Consistency in the imposition of sentence to send a message that the
commission of a particular
offence will not be tolerated should not
be allowed to displace the discretionary powers of a presiding
officer in imposing individualised,
effective and appropriate
sentences.
[8] In my view the
presiding officer misdirected himself in concluding that the
sentence aforementioned was the only suitable
sentence to impose on
this accused in these circumstances.
[9] The
last aspect which the presiding officer was not given a opportunity
to address and comment on is the provisions of section
103(1) read
with (2) and (3) of the
Firearms Control Act 60 of 2000
. For the
sake of finality and without creating a possibility of any prejudice
to the accused I will deal with it in this judgment
instead of
remitting the matter to the presiding officer to deal with it as set
out in the Act and in humerous cases including
S
v LUKWE
2005(2)

(Exercise brief)
Could you write out the sentencing judgment excerpt above word for word, in full?

(Excerpted records)

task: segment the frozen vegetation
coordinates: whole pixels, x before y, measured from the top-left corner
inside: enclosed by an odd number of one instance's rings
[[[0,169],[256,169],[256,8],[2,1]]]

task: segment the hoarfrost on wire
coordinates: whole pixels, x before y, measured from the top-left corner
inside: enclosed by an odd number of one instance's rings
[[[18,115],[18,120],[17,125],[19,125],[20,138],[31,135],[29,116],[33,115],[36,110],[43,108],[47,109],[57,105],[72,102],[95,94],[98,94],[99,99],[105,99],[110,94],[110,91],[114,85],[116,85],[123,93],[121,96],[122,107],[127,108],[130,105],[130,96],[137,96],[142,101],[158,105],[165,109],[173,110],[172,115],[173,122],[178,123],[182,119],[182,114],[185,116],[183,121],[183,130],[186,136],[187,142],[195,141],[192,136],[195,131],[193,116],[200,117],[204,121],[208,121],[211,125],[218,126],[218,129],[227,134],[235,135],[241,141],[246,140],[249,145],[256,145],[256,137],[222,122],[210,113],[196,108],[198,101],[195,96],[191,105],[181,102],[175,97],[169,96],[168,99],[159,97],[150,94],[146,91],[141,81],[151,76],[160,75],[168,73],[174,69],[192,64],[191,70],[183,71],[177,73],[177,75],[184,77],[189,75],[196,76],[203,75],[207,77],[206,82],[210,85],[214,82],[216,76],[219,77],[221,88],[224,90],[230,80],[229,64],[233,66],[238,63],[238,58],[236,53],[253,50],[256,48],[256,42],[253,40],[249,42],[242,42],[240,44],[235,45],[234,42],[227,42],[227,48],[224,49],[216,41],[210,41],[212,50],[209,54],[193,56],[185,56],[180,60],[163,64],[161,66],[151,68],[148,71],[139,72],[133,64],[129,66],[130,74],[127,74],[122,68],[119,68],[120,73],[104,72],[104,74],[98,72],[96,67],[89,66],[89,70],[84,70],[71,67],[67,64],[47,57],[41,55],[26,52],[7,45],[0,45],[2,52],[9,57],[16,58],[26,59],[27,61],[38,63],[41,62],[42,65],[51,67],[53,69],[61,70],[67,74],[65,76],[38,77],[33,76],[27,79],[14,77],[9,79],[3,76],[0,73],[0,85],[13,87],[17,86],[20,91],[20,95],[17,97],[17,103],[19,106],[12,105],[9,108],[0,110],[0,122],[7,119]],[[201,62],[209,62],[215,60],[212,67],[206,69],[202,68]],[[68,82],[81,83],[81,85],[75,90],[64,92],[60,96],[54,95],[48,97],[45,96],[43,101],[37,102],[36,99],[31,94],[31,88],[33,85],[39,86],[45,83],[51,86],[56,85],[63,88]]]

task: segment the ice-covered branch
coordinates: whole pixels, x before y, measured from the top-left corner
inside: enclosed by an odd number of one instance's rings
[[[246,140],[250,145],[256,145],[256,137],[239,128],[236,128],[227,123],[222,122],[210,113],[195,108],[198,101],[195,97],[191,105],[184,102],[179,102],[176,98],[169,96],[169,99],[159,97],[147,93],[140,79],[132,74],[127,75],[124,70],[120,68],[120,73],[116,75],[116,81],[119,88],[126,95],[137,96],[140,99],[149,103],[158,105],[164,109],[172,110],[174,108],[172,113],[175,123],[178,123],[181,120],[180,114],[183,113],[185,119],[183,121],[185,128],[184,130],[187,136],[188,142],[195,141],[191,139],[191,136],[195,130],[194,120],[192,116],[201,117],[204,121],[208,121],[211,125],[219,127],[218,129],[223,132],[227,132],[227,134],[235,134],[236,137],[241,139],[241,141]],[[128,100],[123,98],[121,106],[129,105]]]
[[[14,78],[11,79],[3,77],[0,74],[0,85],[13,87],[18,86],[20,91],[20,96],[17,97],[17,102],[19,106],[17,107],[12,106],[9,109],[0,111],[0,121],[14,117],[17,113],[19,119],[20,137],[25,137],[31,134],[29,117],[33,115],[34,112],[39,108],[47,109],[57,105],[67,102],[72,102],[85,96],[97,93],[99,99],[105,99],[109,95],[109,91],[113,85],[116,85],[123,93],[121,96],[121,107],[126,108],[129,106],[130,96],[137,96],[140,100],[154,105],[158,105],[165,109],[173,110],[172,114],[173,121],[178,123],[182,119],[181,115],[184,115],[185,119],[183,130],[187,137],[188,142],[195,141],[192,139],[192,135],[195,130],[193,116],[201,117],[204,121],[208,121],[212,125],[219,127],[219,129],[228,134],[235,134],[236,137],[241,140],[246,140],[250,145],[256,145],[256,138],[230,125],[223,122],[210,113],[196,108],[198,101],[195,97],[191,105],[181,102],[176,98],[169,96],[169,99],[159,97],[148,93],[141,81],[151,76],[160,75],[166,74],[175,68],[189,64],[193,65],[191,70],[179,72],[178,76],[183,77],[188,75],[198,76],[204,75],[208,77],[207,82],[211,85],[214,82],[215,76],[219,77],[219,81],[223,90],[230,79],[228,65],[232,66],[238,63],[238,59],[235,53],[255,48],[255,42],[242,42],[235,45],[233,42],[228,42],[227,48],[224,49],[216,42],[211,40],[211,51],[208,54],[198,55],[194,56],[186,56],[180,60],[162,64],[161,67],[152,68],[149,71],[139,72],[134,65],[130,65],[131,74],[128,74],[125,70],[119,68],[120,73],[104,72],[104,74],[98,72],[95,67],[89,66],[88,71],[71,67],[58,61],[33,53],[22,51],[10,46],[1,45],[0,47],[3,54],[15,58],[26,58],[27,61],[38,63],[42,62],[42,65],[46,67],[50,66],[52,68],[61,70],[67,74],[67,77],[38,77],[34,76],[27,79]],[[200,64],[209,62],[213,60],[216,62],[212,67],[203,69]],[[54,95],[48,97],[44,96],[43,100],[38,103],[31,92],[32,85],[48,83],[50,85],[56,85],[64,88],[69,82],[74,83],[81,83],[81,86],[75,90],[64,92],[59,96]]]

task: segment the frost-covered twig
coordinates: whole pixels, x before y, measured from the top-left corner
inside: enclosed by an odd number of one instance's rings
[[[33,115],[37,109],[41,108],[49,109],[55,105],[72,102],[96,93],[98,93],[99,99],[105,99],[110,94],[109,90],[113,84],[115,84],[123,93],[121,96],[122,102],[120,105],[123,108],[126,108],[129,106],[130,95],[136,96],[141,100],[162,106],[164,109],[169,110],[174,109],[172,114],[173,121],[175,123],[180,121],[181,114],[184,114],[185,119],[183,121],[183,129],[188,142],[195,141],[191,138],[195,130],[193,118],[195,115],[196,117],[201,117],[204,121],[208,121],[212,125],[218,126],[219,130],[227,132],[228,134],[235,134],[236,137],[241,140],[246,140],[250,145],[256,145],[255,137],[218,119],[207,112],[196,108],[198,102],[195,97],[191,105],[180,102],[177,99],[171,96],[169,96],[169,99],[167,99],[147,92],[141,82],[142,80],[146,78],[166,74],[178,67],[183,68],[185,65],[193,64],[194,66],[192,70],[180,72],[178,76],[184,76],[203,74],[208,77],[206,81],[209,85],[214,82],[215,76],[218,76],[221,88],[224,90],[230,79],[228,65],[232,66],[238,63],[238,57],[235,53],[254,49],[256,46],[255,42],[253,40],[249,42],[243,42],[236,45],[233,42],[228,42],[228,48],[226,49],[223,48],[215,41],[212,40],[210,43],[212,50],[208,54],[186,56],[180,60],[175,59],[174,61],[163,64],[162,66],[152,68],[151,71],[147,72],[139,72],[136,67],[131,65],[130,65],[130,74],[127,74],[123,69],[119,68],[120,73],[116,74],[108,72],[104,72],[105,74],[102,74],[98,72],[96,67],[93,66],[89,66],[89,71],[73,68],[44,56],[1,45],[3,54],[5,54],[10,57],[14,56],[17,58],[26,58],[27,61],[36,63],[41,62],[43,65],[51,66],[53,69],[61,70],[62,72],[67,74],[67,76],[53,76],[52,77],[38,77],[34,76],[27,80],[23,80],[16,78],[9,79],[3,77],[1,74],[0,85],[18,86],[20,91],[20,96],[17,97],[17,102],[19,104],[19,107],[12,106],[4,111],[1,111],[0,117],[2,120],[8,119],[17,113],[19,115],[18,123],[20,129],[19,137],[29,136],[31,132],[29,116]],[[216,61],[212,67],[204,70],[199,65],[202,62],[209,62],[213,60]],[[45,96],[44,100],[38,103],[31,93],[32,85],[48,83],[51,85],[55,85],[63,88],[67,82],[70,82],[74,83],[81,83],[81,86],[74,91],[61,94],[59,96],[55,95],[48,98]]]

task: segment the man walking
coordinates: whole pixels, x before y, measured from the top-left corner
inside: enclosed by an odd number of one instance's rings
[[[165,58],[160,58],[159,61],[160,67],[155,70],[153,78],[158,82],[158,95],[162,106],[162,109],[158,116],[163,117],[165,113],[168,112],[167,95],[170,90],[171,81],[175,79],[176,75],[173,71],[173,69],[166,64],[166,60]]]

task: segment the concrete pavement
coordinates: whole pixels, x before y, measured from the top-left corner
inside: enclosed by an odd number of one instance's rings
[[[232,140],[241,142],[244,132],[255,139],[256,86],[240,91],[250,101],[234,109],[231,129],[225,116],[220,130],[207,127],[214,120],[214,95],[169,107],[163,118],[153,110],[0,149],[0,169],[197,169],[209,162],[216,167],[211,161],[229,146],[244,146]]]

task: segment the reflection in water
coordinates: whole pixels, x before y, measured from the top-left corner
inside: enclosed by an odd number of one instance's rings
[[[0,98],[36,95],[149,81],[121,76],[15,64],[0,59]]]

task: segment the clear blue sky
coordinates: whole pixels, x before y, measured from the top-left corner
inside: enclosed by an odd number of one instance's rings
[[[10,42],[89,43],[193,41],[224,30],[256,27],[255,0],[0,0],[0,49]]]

(The response)
Consistency in the imposition of sentence to send a message that the
commission of a particular
offence will not be tolerated should not
be allowed to displace the discretionary powers of a presiding
officer in imposing individualised,
effective and appropriate
sentences.
[8] In my view the
presiding officer misdirected himself in concluding that the
sentence aforementioned was the only suitable
sentence to impose on
this accused in these circumstances.
[9] The
last aspect which the presiding officer was not given a opportunity
to address and comment on is the provisions of section
103(1) read
with (2) and (3) of the
Firearms Control Act 60 of 2000
. For the
sake of finality and without creating a possibility of any prejudice
to the accused I will deal with it in this judgment
instead of
remitting the matter to the presiding officer to deal with it as set
out in the Act and in humerous cases including
S
v LUKWE
2005(2)